◆ **Work instructions**: Examine the entries and show every line in which the word "entrance" is found.

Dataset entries
■ ■ ■ ■
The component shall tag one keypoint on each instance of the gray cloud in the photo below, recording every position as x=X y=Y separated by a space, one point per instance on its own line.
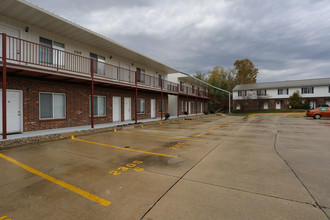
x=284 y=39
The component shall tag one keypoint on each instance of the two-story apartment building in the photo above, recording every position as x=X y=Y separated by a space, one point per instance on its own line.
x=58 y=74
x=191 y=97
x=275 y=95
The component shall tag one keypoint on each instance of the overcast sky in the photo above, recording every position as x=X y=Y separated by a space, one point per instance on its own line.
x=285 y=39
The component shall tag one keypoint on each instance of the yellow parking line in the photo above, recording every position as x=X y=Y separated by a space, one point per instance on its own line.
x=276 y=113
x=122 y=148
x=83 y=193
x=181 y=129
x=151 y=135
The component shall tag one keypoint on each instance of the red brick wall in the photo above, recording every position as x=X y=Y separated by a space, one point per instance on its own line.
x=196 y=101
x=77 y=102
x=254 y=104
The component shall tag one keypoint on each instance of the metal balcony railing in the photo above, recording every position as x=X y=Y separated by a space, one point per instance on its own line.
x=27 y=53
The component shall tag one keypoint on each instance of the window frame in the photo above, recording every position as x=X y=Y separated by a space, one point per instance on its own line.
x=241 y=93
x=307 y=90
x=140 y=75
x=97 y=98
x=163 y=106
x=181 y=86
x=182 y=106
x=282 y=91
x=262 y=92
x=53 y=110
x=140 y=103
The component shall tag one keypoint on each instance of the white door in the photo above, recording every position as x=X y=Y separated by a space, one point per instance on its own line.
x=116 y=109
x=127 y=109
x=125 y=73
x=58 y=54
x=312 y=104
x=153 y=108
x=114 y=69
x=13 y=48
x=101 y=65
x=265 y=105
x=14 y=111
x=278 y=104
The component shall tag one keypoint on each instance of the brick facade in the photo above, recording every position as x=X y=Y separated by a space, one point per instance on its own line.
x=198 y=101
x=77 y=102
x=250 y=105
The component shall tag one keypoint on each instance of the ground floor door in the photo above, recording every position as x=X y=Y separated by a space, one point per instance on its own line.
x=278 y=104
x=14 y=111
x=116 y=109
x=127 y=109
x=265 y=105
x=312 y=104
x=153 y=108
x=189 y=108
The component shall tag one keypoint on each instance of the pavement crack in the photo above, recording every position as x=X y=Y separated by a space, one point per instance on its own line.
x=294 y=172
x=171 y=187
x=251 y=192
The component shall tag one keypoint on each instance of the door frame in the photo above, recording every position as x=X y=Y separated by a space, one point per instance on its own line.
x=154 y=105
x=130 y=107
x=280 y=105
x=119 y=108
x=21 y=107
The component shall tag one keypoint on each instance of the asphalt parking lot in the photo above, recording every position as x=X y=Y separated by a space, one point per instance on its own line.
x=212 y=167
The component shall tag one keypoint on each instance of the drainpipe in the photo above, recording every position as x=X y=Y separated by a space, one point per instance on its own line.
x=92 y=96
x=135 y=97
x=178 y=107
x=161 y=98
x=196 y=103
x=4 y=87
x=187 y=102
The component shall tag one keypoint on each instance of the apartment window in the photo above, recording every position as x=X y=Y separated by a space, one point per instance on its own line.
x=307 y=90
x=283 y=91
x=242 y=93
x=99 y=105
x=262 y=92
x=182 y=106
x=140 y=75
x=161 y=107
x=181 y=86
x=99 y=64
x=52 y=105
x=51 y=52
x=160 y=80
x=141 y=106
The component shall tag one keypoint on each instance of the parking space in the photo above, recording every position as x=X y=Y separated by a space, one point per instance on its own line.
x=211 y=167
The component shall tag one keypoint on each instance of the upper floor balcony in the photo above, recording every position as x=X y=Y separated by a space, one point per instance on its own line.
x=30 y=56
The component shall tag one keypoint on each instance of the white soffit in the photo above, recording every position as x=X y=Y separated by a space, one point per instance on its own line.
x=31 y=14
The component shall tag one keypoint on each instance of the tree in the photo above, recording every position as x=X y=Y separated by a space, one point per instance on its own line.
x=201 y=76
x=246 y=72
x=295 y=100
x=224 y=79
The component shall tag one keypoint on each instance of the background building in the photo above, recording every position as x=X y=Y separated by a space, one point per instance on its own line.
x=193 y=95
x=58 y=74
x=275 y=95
■ ■ ■ ■
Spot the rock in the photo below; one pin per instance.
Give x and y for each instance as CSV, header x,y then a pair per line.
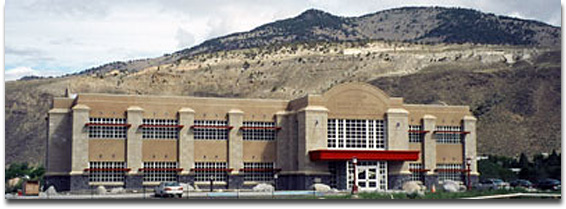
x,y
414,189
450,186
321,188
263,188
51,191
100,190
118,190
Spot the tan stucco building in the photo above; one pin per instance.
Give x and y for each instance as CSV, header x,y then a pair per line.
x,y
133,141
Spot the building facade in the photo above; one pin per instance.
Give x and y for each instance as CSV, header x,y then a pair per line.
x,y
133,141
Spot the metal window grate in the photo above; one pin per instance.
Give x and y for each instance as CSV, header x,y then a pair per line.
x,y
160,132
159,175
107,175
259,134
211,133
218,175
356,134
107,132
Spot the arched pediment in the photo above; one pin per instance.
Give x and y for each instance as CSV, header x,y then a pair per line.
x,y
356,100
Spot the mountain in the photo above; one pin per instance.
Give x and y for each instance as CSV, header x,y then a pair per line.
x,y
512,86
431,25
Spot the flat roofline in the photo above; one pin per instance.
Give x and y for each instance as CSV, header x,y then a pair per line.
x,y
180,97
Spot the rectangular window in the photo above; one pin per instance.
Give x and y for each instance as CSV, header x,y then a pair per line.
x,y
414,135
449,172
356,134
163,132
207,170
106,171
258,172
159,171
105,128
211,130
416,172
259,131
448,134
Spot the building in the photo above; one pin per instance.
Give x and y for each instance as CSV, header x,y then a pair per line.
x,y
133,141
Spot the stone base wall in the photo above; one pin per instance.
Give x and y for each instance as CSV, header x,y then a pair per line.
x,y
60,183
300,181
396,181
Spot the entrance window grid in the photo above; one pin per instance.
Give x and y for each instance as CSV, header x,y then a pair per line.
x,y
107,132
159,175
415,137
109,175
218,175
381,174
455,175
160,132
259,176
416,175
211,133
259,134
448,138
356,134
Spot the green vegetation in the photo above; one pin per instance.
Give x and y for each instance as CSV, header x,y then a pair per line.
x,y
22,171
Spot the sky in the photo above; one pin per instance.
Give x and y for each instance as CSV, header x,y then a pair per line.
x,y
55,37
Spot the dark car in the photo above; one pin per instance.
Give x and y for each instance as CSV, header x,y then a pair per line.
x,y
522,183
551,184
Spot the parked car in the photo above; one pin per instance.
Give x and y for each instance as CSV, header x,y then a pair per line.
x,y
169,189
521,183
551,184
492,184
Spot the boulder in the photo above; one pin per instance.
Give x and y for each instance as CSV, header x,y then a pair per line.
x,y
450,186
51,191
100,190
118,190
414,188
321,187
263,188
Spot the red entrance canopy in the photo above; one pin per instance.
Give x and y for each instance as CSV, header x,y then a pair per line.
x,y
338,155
■ ■ ■ ■
◆ **Task response**:
Spot the entrance window grid in the photo above; one pin per instance.
Spot the red entrance canopy in the photo above; one pin per instance.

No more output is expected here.